Like the adapter virtualization approach described in FIG. 11, a virtual system image, such as system image A 1696, is shown to run in host memory, such as host memory 1698. Each application running on a system image has its own virtual address space, such App 1 VA Space 1692 and 1694, and App 2 VA Space 1690. The VA Space is mapped by the OS into a set of physically contiguous physical memory addresses. For example, application 1 VA Space 1694 maps into a portion of Logical Memory Block (LMB) 1 1686 and 2 1684.

PCI Adapter 1631 associates to a host side system image one set of processing queues, such as processing queue 1604, either a verb memory address translation and protection table or a set of verb memory address translation and protection table entries, such as Verb Memory translation and protection tables (TPT) 1612; one downstream virtual port, such as Virtual PCI Port 1606; and one upstream Virtual Adapter (PCI) ID (VAID), such as the bus, device, function number (BDF 1626). If the adapter supports out of user space access, such as would be the case for an InfiniBand Host Channel Adapter or an RDMA enabled NIC, then the I/O operation used to initiate a work request may be validated by checking that the queue pair associated with the work request has the same protection domain as the memory region referenced by the data segment.

Verb Mem TPT 1612 is a memory translation and protection table that may be implemented in adapters capable of supporting memory registration, such as InfiniBand and iwarp-style adapters. Verb Mem TPT 1612 is used by the adapter to validate access to memory on the host. For example, when the system image wants the adapter to access a memory region of the system image, the system image passes a PCI Bus address to the adapter, the length and a key, such as L_key for an Infiniband adapter and Stag for an iwarp adapter. The key is used to access an entry in Verb Mem TPT 1612.

Verb Mem TPT 1612 controls access to memory regions on the host by using a set of variables, such as, for example, local read, local write, remote read, remote write. Verb Mem TPT 1612 also comprises a protection domain field, which is used to associate an entry in the table with a queue. As will be described further in FIG. 17, this association is used by the adapter to determine the set of queues that can use the entry in the Verb Mem TPT 1612, for all queues that use a Verb Mem TPT 1612 entry must all have the same protection domain. A system image ID pointer is also included in Verb Mem TPT 1612. The system image ID pointer is used to point to the range table entry corresponding to a particular system image, such as sys image ID A 1696. In this way the SI ID pointer is used to associate a Verb Mem TPT 1612 entry to the set of Logical Memory Blocks associated with the System Image.

__SHORT TASK__:
Extend the text on PCI adapter memory translation and protection, picking up after its last sentence.

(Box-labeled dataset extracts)
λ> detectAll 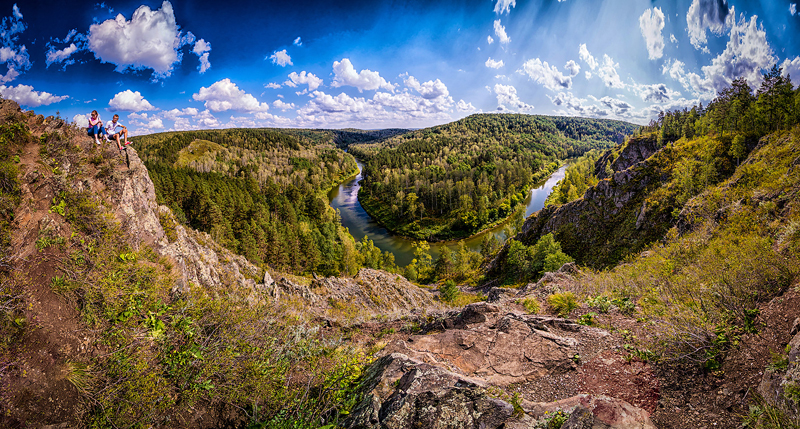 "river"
[328,161,567,267]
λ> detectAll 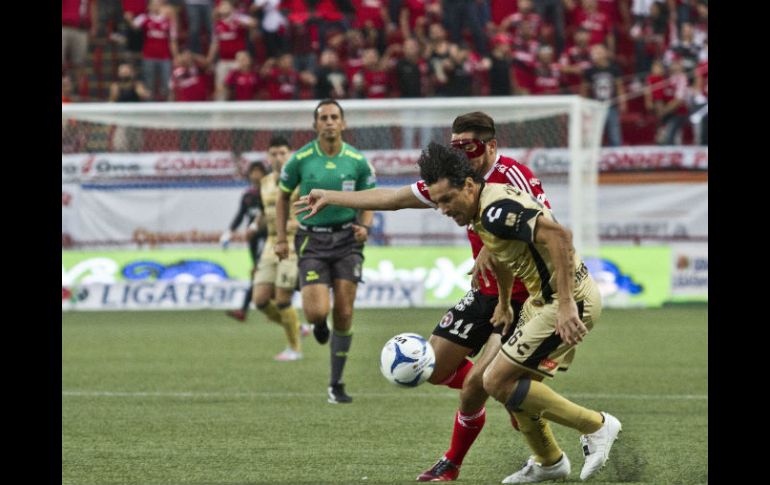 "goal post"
[62,96,607,256]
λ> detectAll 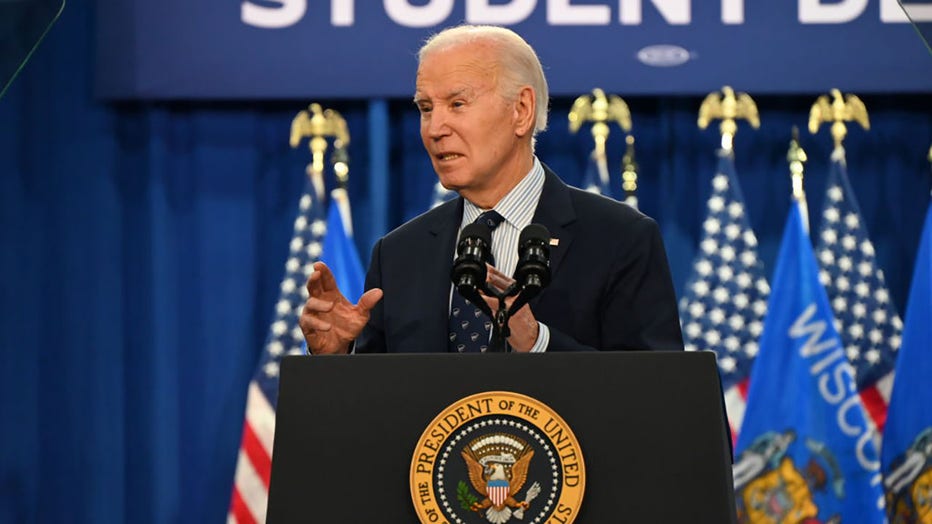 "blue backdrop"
[0,0,932,523]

__RESULT OF THIS TASK__:
In this illustrative embodiment, virtual adapter 1614 is also shown to contain range table 1611. Range table 1611 is used to determine the LMB addresses that system image 1696 may use. For instance, as shown in FIG. 16, if sys image A 1696 is described in range table 1611, the range table may include references to LMB 1 1686 to LMB N 1678, wherein the entry for LMB 1=PCI bus address 1+length of LMB 1, LMB 2=PCI bus address 2+length of LMB 2, etc. Range table 1611 may be implemented in various ways, including, for example: using CAM that checks to see if the PCI Bus Address generated from the .Verb Mem TPT 1612 entry is within one of the ranges, consisting of the PCI Bus address +length, in the Range table; using a a processor and code to perform the same check; and using a hash table, which function is based on real addresses or part of it as an input to the hash function. The Range Table 1611 used by each one of the CAM, processor and code algorithm, and hash approaches may be located in the internal adapter memory, in host memory, or cached in the internal adapter memory.

The LPAR manager, or an intermediary, sets the PCI Bus Addresses equal to the Real Addresses and provides the PCI Bus addresses to the system image associated with the allocated LMBs. The LPAR manager is responsible for updating the internal adapter's Logical Memory Block structure, or range table 1611, and the System Image ID field in the Verb Mem TPT 1612 which together used for memory access validation. The system image is responsible for updating all other internal adapter structures.

FIG. 17 is a diagram illustrating a memory address translation and protection table for an I/O adapter in accordance with an illustrative embodiment of the present invention. Typically, the I/O adapter supports either the Virtual Adapter or Virtual Resource Management approach and does not require any host side address translation and protection tables to provide I/O Virtualization. Protection table 1700 in FIG. 17 may be implemented as Verb Mem TPT 1612 in FIG. 16.

A specific record in protection table 1700 is accessed using key 1704, such as a local key (L_KEY) for Infiniband adapters, or a steering tag (STag) for iwarp adapters. Protection table 1700 comprises one or more records, where each record comprises access controls 1716, protection domain 1720, system image identifier (SI ID 1) 1724, key instance 1728, window reference count 1732, PAT size 1736, page size 1740, virtual address 1744, FBO 1748, length 1752, and PAT pointer 1756. All fields in a Protection Table record, such as protection table 1700, can be written and read by the System Image, except the System Image Identifier field, such as SI ID 1 1724. The System Image Identifier field, such as SI ID 1 1724, can only be read or written by the LPAR manager or by the PCI Adapter.

PAT pointer 1756 points to physical address table 1708, which in this example is a PCI bus address table. SI ID 1 1724 points to Logical Memory Block (LMB) table, or range table, 1712 that is associated with a specific system image.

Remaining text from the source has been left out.